EXERCISE REQUIREMENTS:
a – What overall approval rating for Obama does the poll passage report?
b – According to the poll passage, what is most worrisome for Democrats, and which figures back that up?

Per Conn Carroll, not only is this the first time in recent political history that ABC/WaPo has found 50+ percent giving thumbs down to Dems, it’s the first time any major poll has found it. When The One promised us change, he wasn’t kidding.
Actually, not to go hardcore eeyore on you here, but when you dig into the numbers you realize this is a deeply depressing poll for Republicans.
Public impressions of the two political parties are similarly gloomy. Favorable ratings for the Democratic Party (39 percent) are at a 30-year low, and for the first time a majority (51 percent) gives the Democrats an unfavorable rating. The Republicans are even lower, with a 33 percent favorable rating. That is little changed since last year’s government shutdown, although the party’s unfavorable rating has improved.
Most worrisome for Democrats is that their candidates will be weighed down by unhappiness with the president. Obama’s overall approval rating stands at 40 percent, the lowest recorded in a Post-ABC News poll during his six years in office, though only a point lower than last month. Among independents, his rating is 33 percent…
His worst rating comes on his handling of immigration, with just 29 percent saying they approve of how he has handled the issue, down nine points since June. Obama has said he will use his executive powers to make changes, including giving some kind of legal status to millions of undocumented immigrants — but not until after the elections, a decision that satisfied neither side.

Coordinate annotation rows:
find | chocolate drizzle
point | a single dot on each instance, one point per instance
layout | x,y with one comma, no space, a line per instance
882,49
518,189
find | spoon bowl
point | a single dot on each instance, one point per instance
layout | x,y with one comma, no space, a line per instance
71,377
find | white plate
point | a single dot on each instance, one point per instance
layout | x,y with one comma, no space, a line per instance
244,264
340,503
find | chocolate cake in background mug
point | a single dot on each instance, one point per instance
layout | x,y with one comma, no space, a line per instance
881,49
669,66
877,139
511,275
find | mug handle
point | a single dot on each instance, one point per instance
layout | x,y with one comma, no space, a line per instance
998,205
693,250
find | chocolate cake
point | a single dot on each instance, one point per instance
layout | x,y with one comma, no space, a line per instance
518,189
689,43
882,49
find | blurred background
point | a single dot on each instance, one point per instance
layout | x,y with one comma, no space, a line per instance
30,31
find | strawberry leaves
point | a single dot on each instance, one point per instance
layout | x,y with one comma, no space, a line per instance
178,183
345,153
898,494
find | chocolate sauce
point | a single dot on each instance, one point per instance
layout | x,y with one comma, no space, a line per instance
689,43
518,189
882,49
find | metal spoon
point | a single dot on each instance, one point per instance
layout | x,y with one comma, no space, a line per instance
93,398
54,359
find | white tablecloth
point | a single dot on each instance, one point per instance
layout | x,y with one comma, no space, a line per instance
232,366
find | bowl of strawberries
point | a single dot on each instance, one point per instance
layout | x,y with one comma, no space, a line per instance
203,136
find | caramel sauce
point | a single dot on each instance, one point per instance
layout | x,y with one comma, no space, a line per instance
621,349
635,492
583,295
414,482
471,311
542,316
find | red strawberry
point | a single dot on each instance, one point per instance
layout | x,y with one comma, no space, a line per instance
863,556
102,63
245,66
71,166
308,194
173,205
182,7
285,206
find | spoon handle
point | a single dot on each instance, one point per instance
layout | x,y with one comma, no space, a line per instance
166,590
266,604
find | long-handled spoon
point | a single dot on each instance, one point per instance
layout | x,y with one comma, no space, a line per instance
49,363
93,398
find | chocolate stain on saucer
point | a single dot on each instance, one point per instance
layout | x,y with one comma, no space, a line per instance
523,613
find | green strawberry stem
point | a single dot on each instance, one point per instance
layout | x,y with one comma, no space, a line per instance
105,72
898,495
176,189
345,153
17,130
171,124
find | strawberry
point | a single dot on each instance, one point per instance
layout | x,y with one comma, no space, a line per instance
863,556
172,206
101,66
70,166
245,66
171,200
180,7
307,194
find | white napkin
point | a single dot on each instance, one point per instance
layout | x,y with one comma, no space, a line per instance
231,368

PER-TASK ANSWERS:
a – 40 percent

b – Their candidates will be weighed down by unhappiness with the president. Obama's overall approval is 40 percent, the lowest recorded in a Post-ABC News poll during his six years in office, and only 33 percent among independents.